Contour labeling entries

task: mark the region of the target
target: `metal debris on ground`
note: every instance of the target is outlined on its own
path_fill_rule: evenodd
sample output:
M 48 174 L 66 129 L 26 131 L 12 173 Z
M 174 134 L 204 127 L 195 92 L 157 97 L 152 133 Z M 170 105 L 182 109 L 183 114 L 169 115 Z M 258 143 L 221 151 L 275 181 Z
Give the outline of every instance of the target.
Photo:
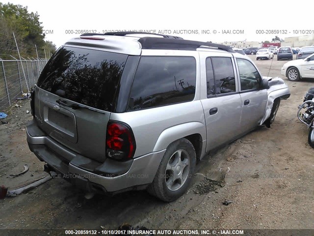
M 229 157 L 228 157 L 227 158 L 227 160 L 228 161 L 234 161 L 235 160 L 235 159 L 232 156 L 229 156 Z
M 223 181 L 213 180 L 206 177 L 199 184 L 196 185 L 196 190 L 194 190 L 194 192 L 197 194 L 206 194 L 216 190 L 216 186 L 223 187 L 225 184 Z
M 101 228 L 102 229 L 104 229 L 104 226 L 101 226 Z M 144 226 L 137 226 L 136 227 L 133 227 L 132 225 L 130 225 L 129 224 L 122 224 L 121 225 L 120 225 L 119 228 L 118 228 L 118 230 L 120 230 L 120 231 L 126 231 L 127 233 L 128 230 L 132 230 L 132 231 L 138 231 L 138 232 L 136 232 L 136 233 L 134 233 L 134 234 L 121 234 L 119 235 L 143 235 L 143 236 L 153 236 L 154 235 L 153 234 L 149 234 L 149 233 L 151 233 L 151 232 L 149 232 L 149 230 L 148 229 L 147 229 L 146 227 L 144 227 Z
M 8 191 L 8 188 L 4 187 L 3 185 L 0 188 L 0 199 L 4 198 L 6 196 L 6 193 Z
M 18 97 L 16 98 L 16 100 L 26 100 L 28 99 L 30 97 L 30 93 L 23 93 L 22 94 L 23 97 Z
M 20 176 L 21 176 L 26 173 L 27 171 L 28 171 L 29 169 L 29 168 L 28 167 L 28 166 L 27 166 L 27 165 L 24 165 L 24 170 L 23 171 L 22 171 L 22 172 L 19 174 L 17 174 L 16 175 L 9 175 L 9 176 L 10 176 L 11 177 L 13 177 L 13 178 L 15 178 L 15 177 L 18 177 Z
M 222 203 L 222 204 L 225 206 L 228 206 L 231 203 L 236 203 L 235 202 L 232 202 L 232 201 L 228 201 L 228 200 L 226 200 L 225 202 Z
M 42 178 L 38 179 L 35 182 L 25 186 L 24 187 L 22 187 L 22 188 L 15 189 L 14 190 L 9 191 L 6 194 L 6 196 L 8 197 L 16 197 L 18 195 L 21 194 L 21 193 L 24 193 L 28 190 L 30 190 L 30 189 L 38 187 L 40 184 L 44 183 L 48 180 L 50 180 L 52 178 L 50 176 L 44 177 Z
M 89 200 L 93 198 L 94 196 L 95 196 L 95 193 L 87 193 L 84 197 L 86 199 Z

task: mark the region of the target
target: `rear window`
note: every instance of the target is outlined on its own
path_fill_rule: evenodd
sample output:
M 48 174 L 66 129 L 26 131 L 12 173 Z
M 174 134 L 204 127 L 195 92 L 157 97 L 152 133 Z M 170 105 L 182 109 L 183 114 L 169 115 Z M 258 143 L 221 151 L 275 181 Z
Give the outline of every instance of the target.
M 64 47 L 50 59 L 38 86 L 62 97 L 110 111 L 127 55 Z
M 128 107 L 133 111 L 192 101 L 196 61 L 190 57 L 142 57 Z
M 314 48 L 302 48 L 300 50 L 300 52 L 302 52 L 302 53 L 311 53 L 312 52 L 314 52 Z
M 234 49 L 234 51 L 235 52 L 236 52 L 236 53 L 239 53 L 240 54 L 242 54 L 242 55 L 245 55 L 245 53 L 244 53 L 244 52 L 243 52 L 243 50 L 242 50 L 241 49 L 241 50 L 238 50 L 238 49 L 235 50 L 235 49 Z

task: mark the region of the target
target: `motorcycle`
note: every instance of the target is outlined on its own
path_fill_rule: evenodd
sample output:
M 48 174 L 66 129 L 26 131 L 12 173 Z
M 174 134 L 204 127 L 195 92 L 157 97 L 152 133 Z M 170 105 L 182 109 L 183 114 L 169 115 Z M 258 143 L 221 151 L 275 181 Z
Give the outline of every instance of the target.
M 298 118 L 310 128 L 309 144 L 314 148 L 314 87 L 310 88 L 305 95 L 303 103 L 298 106 Z M 305 109 L 304 112 L 303 109 Z

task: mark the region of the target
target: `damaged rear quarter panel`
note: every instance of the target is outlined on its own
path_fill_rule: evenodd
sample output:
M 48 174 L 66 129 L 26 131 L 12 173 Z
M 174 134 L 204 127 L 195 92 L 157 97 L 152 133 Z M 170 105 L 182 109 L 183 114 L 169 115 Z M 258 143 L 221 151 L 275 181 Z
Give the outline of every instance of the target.
M 269 118 L 274 101 L 280 97 L 281 99 L 287 99 L 290 96 L 290 90 L 288 86 L 284 80 L 279 77 L 276 77 L 269 81 L 269 88 L 267 89 L 268 101 L 265 109 L 265 114 L 262 119 L 262 125 Z

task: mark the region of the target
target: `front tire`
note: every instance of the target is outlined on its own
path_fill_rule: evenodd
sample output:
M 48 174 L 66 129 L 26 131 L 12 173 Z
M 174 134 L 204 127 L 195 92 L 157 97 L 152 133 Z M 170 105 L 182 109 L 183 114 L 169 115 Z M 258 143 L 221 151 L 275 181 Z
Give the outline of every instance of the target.
M 295 67 L 291 67 L 287 72 L 287 77 L 290 81 L 299 81 L 300 73 Z
M 309 144 L 314 148 L 314 128 L 311 128 L 309 132 Z
M 164 202 L 177 199 L 190 185 L 196 165 L 191 142 L 185 138 L 174 142 L 167 148 L 148 192 Z

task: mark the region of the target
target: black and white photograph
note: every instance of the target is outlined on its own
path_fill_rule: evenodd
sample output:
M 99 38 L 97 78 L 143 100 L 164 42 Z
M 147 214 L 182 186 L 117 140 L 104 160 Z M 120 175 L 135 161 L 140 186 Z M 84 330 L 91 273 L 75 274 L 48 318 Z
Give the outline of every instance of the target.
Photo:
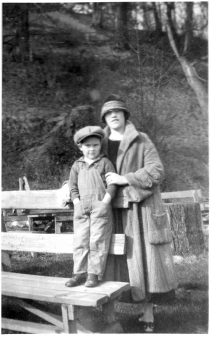
M 208 1 L 1 1 L 1 334 L 209 333 Z

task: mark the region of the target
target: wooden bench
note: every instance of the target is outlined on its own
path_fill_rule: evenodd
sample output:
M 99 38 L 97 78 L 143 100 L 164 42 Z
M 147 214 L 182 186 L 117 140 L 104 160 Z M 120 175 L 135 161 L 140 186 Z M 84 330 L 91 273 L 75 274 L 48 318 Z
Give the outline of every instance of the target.
M 2 192 L 4 209 L 69 210 L 67 205 L 60 205 L 60 191 L 13 191 Z M 113 234 L 110 254 L 125 253 L 125 234 Z M 47 234 L 32 232 L 3 232 L 1 249 L 7 251 L 33 251 L 41 253 L 73 253 L 73 233 Z M 87 312 L 91 308 L 102 308 L 107 326 L 98 333 L 123 333 L 121 324 L 114 319 L 114 300 L 123 291 L 130 289 L 124 282 L 100 282 L 93 289 L 80 285 L 67 288 L 69 278 L 31 275 L 2 272 L 2 295 L 30 312 L 45 319 L 48 324 L 2 319 L 4 329 L 32 333 L 80 333 L 77 315 L 81 308 Z M 43 303 L 57 303 L 61 305 L 62 316 L 48 312 L 45 308 L 29 304 L 24 300 L 41 301 Z M 40 303 L 39 303 L 40 304 Z M 50 324 L 51 325 L 49 325 Z M 92 333 L 86 330 L 83 333 Z
M 203 200 L 200 190 L 166 192 L 161 193 L 161 197 L 163 200 L 191 199 L 191 202 L 199 202 L 203 226 L 209 225 L 209 201 Z

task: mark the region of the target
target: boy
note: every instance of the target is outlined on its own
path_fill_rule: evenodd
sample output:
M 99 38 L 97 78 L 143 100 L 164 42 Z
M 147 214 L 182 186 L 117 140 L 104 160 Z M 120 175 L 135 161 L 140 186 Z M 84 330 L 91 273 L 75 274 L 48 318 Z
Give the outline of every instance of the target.
M 100 153 L 104 136 L 100 126 L 86 126 L 74 137 L 83 157 L 74 163 L 68 183 L 74 204 L 74 275 L 67 286 L 86 279 L 86 286 L 96 286 L 106 266 L 112 233 L 111 200 L 116 186 L 106 185 L 105 174 L 115 169 Z

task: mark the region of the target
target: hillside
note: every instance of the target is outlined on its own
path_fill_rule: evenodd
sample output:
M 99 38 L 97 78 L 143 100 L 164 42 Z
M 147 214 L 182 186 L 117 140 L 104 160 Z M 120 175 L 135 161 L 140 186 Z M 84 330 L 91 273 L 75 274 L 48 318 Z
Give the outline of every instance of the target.
M 117 93 L 156 144 L 165 169 L 162 191 L 201 188 L 207 197 L 207 118 L 167 41 L 140 34 L 139 53 L 135 42 L 121 51 L 114 32 L 58 12 L 31 13 L 30 39 L 29 64 L 3 50 L 4 190 L 18 190 L 24 175 L 33 189 L 59 188 L 78 154 L 62 118 L 91 105 L 98 124 L 104 98 Z

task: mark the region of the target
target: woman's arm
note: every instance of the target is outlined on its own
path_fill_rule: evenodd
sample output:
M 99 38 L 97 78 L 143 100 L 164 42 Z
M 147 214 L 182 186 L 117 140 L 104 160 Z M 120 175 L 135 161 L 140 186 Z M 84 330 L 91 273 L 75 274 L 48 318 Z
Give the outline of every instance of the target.
M 163 176 L 163 166 L 158 152 L 147 135 L 144 135 L 144 166 L 124 176 L 109 173 L 107 183 L 125 186 L 125 192 L 131 202 L 139 202 L 154 193 Z M 128 186 L 126 186 L 128 185 Z

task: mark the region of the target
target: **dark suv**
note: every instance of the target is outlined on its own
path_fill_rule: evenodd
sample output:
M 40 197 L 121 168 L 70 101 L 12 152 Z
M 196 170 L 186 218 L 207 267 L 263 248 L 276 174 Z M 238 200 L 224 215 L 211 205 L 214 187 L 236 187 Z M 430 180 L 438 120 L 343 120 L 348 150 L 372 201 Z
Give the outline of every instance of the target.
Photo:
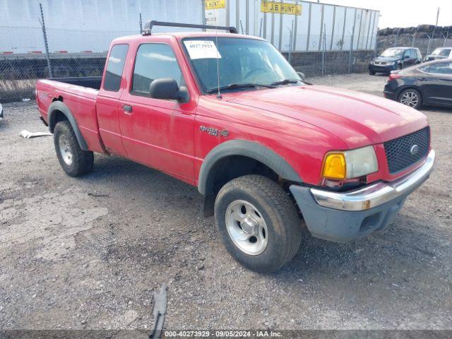
M 420 64 L 422 61 L 422 56 L 418 48 L 388 48 L 381 53 L 381 55 L 374 58 L 370 61 L 369 73 L 371 76 L 375 75 L 376 73 L 388 74 L 391 71 Z

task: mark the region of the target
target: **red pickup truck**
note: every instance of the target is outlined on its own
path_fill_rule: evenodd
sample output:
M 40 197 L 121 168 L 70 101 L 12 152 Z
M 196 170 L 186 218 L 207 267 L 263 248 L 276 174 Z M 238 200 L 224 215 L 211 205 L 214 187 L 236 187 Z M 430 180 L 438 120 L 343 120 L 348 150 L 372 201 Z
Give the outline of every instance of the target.
M 311 85 L 233 28 L 151 34 L 159 23 L 115 39 L 102 78 L 37 82 L 69 175 L 91 171 L 96 152 L 196 186 L 227 251 L 258 271 L 295 255 L 304 223 L 335 242 L 381 230 L 428 178 L 435 153 L 420 112 Z

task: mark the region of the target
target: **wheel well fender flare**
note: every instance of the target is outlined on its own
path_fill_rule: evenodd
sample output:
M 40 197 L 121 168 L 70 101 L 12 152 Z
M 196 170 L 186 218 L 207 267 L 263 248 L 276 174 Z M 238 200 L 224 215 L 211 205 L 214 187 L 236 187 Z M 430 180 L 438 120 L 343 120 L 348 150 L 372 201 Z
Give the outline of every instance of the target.
M 204 158 L 199 171 L 198 191 L 203 195 L 213 194 L 211 170 L 217 162 L 234 155 L 250 157 L 268 166 L 281 178 L 302 182 L 302 178 L 285 159 L 273 150 L 254 141 L 231 140 L 212 149 Z
M 49 109 L 47 109 L 49 131 L 50 131 L 50 133 L 54 133 L 55 125 L 58 122 L 56 118 L 60 113 L 64 115 L 71 124 L 72 129 L 73 130 L 73 132 L 76 134 L 76 137 L 77 138 L 77 141 L 78 141 L 80 148 L 83 150 L 89 150 L 88 144 L 86 143 L 83 136 L 80 131 L 80 129 L 78 128 L 78 124 L 77 124 L 76 118 L 73 117 L 73 114 L 71 112 L 71 109 L 69 109 L 69 107 L 68 107 L 62 101 L 54 101 L 52 104 L 50 104 L 50 106 L 49 106 Z

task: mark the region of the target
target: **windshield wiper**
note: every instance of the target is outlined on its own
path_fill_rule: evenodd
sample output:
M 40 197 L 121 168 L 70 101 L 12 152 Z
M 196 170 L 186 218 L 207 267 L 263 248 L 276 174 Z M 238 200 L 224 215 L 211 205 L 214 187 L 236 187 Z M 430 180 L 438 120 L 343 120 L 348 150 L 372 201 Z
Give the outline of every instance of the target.
M 288 85 L 290 83 L 297 83 L 298 82 L 306 83 L 307 85 L 312 85 L 311 83 L 308 83 L 307 81 L 302 79 L 284 79 L 280 81 L 275 81 L 274 83 L 271 83 L 270 85 L 275 86 L 277 85 Z
M 298 82 L 304 83 L 302 80 L 300 79 L 284 79 L 280 81 L 275 81 L 274 83 L 271 83 L 270 85 L 272 86 L 275 86 L 276 85 L 288 85 L 289 83 L 297 83 Z
M 215 88 L 210 88 L 210 90 L 207 90 L 206 91 L 206 93 L 214 93 L 217 92 L 218 90 L 233 90 L 234 88 L 242 88 L 246 87 L 265 87 L 266 88 L 275 88 L 275 86 L 273 85 L 263 85 L 261 83 L 230 83 L 226 86 L 221 86 L 220 88 L 218 87 Z

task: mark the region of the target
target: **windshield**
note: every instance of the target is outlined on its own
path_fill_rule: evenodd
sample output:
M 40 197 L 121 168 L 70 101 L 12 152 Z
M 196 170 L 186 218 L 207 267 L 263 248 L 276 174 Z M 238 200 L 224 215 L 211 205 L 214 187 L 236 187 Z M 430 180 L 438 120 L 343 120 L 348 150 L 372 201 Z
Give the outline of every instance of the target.
M 231 84 L 269 85 L 285 79 L 300 80 L 297 72 L 269 42 L 254 39 L 215 37 L 186 38 L 183 46 L 191 62 L 203 93 Z M 293 85 L 293 84 L 292 84 Z M 233 87 L 230 90 L 250 90 Z
M 381 56 L 398 56 L 401 57 L 405 53 L 405 49 L 400 48 L 390 48 L 381 54 Z
M 432 54 L 441 55 L 441 56 L 448 56 L 450 52 L 451 49 L 448 49 L 447 48 L 437 48 L 436 49 L 433 51 L 433 53 L 432 53 Z

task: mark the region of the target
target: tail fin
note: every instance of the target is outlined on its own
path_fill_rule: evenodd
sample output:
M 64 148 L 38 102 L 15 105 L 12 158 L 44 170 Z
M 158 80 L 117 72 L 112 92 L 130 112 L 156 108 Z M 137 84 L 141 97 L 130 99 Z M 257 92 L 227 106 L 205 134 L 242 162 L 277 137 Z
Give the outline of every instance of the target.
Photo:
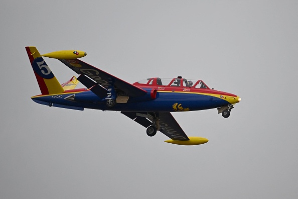
M 42 94 L 61 93 L 64 89 L 35 47 L 26 47 Z

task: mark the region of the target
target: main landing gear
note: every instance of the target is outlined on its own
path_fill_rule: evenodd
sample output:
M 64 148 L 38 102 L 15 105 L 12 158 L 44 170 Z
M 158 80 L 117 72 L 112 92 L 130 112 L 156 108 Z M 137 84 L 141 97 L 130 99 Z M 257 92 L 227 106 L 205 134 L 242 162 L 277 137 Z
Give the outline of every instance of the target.
M 116 104 L 116 100 L 115 99 L 108 99 L 105 103 L 105 105 L 108 108 L 113 107 Z
M 151 126 L 147 128 L 146 130 L 146 133 L 147 133 L 147 135 L 148 136 L 152 137 L 154 136 L 156 133 L 157 132 L 157 130 L 156 127 L 154 127 L 153 126 Z
M 153 113 L 150 115 L 153 117 L 153 119 L 152 120 L 152 126 L 150 126 L 147 128 L 146 133 L 148 136 L 152 137 L 156 134 L 157 131 L 160 130 L 160 120 L 155 113 Z
M 217 108 L 217 112 L 219 114 L 221 113 L 221 115 L 224 118 L 228 118 L 230 116 L 232 109 L 234 109 L 233 105 L 228 105 L 225 107 Z

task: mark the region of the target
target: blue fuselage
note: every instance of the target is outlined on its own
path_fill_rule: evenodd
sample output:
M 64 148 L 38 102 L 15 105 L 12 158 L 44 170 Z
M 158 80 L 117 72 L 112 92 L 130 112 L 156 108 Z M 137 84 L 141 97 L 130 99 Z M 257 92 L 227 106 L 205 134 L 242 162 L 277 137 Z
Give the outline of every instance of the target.
M 148 92 L 147 95 L 141 97 L 130 97 L 126 103 L 117 103 L 110 108 L 106 107 L 104 99 L 100 98 L 91 90 L 37 95 L 32 98 L 37 103 L 68 109 L 142 112 L 198 111 L 231 104 L 216 95 L 199 92 L 157 90 L 155 98 L 151 97 Z

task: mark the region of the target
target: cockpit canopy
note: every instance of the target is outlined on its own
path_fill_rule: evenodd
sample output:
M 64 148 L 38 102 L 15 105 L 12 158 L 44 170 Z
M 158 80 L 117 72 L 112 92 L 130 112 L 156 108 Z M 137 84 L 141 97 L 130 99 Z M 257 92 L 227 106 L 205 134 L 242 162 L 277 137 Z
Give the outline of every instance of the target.
M 208 88 L 209 87 L 201 80 L 195 80 L 178 77 L 173 79 L 154 77 L 142 79 L 135 83 L 148 86 L 168 86 L 176 87 L 195 87 L 196 88 Z

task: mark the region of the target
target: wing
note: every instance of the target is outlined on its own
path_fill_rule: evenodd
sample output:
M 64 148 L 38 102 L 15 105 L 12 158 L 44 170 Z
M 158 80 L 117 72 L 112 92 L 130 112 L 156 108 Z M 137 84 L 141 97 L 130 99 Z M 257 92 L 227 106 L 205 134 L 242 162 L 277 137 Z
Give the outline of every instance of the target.
M 173 140 L 189 140 L 183 130 L 169 112 L 148 113 L 121 112 L 121 113 L 145 128 L 152 125 L 154 120 L 153 115 L 155 114 L 159 119 L 160 132 Z
M 137 86 L 127 83 L 79 59 L 59 59 L 59 60 L 71 69 L 80 74 L 81 77 L 78 77 L 78 79 L 80 81 L 86 81 L 86 83 L 88 85 L 90 85 L 90 81 L 91 80 L 88 81 L 86 78 L 84 78 L 84 75 L 92 79 L 96 83 L 101 85 L 106 89 L 110 88 L 111 86 L 113 86 L 115 88 L 122 90 L 130 96 L 140 96 L 147 93 L 146 91 Z M 82 83 L 85 85 L 84 82 Z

• [WHAT YOU HAVE TO DO]
Copy out everything from the start of the material down to and including the line containing "M 223 181 L", reproducing each line unchanged. Leave the pictures out of your answer.

• [REPLY TO THE TASK]
task: mark the region of the target
target: `metal debris on ground`
note: every instance of the target is outlined on its own
path_fill_rule: evenodd
sample output:
M 48 174 L 66 129 L 26 131 L 12 173 Z
M 174 134 L 204 127 L 195 92 L 157 97 L 152 133 Z M 170 105 L 182 109 L 183 114 L 169 115 Z M 258 143 L 221 151 L 275 181 Z
Give the outline of every instance of the target.
Photo:
M 229 157 L 228 157 L 227 158 L 227 160 L 228 161 L 234 161 L 235 160 L 235 159 L 232 156 L 229 156 Z
M 223 181 L 213 180 L 206 177 L 199 184 L 196 185 L 196 190 L 194 190 L 194 192 L 197 194 L 206 194 L 216 190 L 216 186 L 223 187 L 225 184 Z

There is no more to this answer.